Input data:
───

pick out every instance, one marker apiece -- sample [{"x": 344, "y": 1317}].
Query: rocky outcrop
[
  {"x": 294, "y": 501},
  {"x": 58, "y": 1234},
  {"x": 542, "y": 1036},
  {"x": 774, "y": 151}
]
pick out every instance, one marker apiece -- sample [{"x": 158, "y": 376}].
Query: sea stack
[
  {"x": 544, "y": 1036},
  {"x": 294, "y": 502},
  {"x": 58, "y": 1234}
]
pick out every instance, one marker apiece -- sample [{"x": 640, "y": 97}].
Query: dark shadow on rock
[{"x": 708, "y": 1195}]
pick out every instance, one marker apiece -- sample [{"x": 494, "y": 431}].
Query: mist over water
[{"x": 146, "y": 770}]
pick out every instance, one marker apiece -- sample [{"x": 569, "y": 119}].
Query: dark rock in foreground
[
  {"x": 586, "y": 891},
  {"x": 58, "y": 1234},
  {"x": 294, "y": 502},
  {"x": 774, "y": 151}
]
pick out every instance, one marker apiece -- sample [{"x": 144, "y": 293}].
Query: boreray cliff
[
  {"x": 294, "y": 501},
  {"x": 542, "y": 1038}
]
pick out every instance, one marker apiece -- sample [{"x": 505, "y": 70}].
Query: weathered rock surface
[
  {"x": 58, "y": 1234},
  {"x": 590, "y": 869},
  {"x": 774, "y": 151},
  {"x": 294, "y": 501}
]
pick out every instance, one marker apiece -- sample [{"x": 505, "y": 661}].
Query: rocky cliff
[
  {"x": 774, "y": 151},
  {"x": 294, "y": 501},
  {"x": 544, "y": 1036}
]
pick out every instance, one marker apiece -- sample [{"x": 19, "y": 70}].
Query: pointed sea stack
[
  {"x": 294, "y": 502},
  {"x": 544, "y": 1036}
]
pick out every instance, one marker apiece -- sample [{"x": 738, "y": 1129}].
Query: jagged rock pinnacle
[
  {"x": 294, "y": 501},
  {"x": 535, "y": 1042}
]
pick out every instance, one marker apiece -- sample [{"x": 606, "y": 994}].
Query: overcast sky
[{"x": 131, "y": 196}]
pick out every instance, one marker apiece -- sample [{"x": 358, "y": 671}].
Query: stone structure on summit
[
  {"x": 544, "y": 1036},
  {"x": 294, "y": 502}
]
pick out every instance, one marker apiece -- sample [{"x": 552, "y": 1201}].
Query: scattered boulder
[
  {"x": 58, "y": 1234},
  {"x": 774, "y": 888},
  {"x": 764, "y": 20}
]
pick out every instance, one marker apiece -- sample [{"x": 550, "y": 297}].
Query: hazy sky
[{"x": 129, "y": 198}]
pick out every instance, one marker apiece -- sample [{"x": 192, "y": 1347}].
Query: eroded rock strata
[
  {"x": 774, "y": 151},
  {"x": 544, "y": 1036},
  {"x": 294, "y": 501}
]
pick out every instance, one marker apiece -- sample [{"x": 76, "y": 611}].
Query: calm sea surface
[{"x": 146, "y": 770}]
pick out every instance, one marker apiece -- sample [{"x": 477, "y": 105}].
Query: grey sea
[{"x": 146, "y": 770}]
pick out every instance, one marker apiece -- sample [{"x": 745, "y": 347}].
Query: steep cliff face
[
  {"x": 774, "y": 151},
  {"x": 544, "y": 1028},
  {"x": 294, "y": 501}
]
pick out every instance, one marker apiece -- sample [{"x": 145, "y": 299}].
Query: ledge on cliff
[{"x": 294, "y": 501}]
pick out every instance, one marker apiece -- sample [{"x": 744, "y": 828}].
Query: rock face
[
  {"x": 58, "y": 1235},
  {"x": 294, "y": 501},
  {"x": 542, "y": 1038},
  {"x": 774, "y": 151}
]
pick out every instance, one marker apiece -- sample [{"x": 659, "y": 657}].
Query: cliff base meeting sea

───

Written exercise:
Every record shown above must be echoed exactly.

Answer for the task:
pick out every instance, one marker apiece -- sample [{"x": 344, "y": 1317}].
Query: rocky outcrop
[
  {"x": 294, "y": 501},
  {"x": 58, "y": 1234},
  {"x": 542, "y": 1036},
  {"x": 774, "y": 151}
]
pick out every instance, one marker apiece -- sample [{"x": 158, "y": 376}].
Query: sea stack
[
  {"x": 544, "y": 1036},
  {"x": 294, "y": 502},
  {"x": 58, "y": 1234}
]
pick out every instance, one marker apiece -- sample [{"x": 640, "y": 97}].
Query: dark shadow on rock
[{"x": 708, "y": 1195}]
pick out every instance, one marker apiece -- sample [{"x": 494, "y": 431}].
Query: mist over water
[{"x": 146, "y": 770}]
pick out every instance, one marker apiece -- sample [{"x": 569, "y": 119}].
Query: dark rock in foreground
[
  {"x": 586, "y": 891},
  {"x": 58, "y": 1234},
  {"x": 294, "y": 502},
  {"x": 774, "y": 151}
]
pick out every instance, one marker apiece -- sample [{"x": 144, "y": 293}].
Query: boreray cliff
[
  {"x": 294, "y": 501},
  {"x": 542, "y": 1038}
]
pick out every instance, one marker apiece -- sample [{"x": 505, "y": 70}].
Query: weathered rock surface
[
  {"x": 58, "y": 1234},
  {"x": 590, "y": 869},
  {"x": 774, "y": 151},
  {"x": 294, "y": 501}
]
pick out every instance, one marker apiece -- sample [{"x": 505, "y": 661}].
Query: rocky cliff
[
  {"x": 774, "y": 151},
  {"x": 294, "y": 501},
  {"x": 544, "y": 1036}
]
pick out every instance, one marker apiece -- sample [{"x": 19, "y": 70}].
Query: pointed sea stack
[
  {"x": 294, "y": 502},
  {"x": 544, "y": 1036}
]
pick out every instance, one marker apiece -- sample [{"x": 738, "y": 1129}].
Query: jagged rock pinnacle
[
  {"x": 294, "y": 501},
  {"x": 535, "y": 1042}
]
pick out every instance, one marker apiece -- sample [{"x": 606, "y": 994}].
Query: overcast sky
[{"x": 131, "y": 196}]
pick out every instance, one marker apiece -- sample [{"x": 358, "y": 671}].
Query: stone structure on summit
[
  {"x": 544, "y": 1036},
  {"x": 294, "y": 502}
]
pick out every instance, one marker apiece -- sample [{"x": 552, "y": 1201}].
Query: scattered boulder
[
  {"x": 58, "y": 1234},
  {"x": 774, "y": 888},
  {"x": 764, "y": 20}
]
pick out every instance, one marker apiece -- sample [{"x": 550, "y": 297}].
Query: hazy sky
[{"x": 129, "y": 198}]
pick out every instance, one marker apiece -- sample [{"x": 192, "y": 1347}].
Query: eroded rock strata
[
  {"x": 774, "y": 151},
  {"x": 544, "y": 1036},
  {"x": 294, "y": 501}
]
pick out every instance, one marker apiece -- sample [{"x": 76, "y": 611}].
Query: calm sea surface
[{"x": 146, "y": 770}]
pick out every instance, one marker apiece -- sample [{"x": 477, "y": 105}].
Query: grey sea
[{"x": 146, "y": 770}]
pick out every instance, one marker apiece -- sample [{"x": 745, "y": 347}].
Query: steep cliff face
[
  {"x": 774, "y": 151},
  {"x": 544, "y": 1028},
  {"x": 294, "y": 501}
]
pick out every instance, one marker apiece -- sample [{"x": 145, "y": 299}].
Query: ledge on cliff
[{"x": 294, "y": 501}]
pick out every instance, one marker apiece -- sample [{"x": 744, "y": 828}].
Query: rock face
[
  {"x": 58, "y": 1235},
  {"x": 294, "y": 501},
  {"x": 542, "y": 1038},
  {"x": 774, "y": 151}
]
pick out every instance, one marker apiece -- sample [{"x": 659, "y": 657}].
Query: cliff base meeting sea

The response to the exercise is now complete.